Problem to solve :: Tally the lines in the entries below that contain the word "above". Reply with the number alone.

** begin Supplied data **

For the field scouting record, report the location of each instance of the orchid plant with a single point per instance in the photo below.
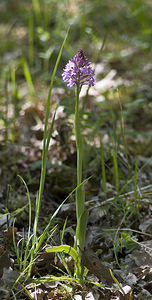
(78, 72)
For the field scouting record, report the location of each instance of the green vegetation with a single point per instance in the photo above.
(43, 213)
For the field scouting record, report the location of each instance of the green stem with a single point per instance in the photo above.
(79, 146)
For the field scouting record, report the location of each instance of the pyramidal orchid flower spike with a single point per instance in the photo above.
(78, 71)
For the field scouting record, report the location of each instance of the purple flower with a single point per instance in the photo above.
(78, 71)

** end Supplied data **
** begin Supplied data **

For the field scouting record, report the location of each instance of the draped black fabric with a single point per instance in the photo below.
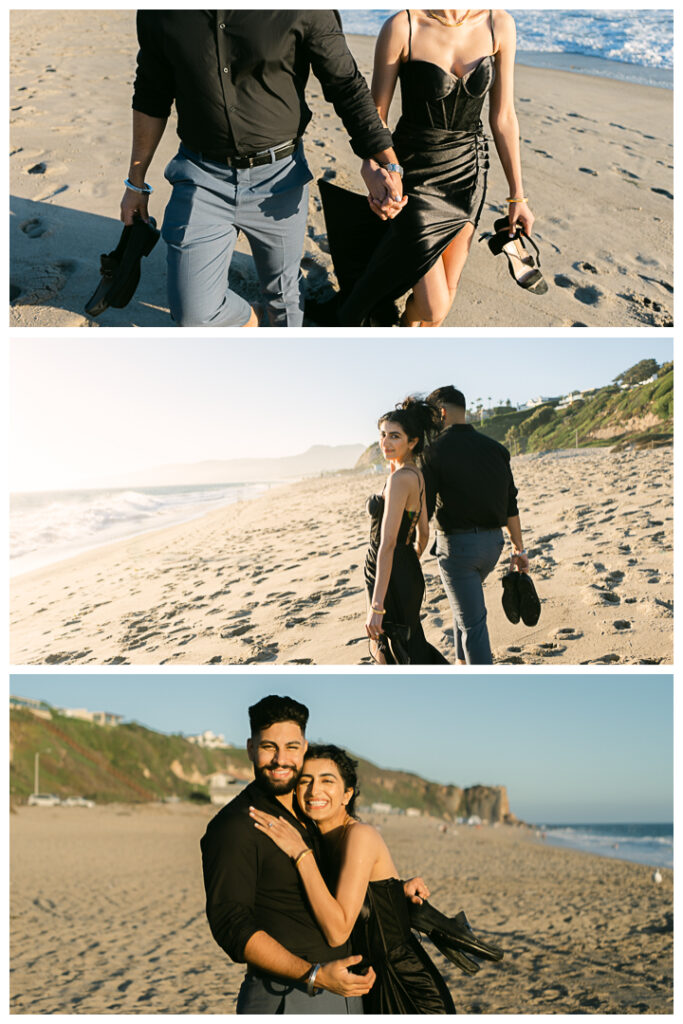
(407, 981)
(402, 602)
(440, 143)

** end Supplied data **

Exercise response :: 4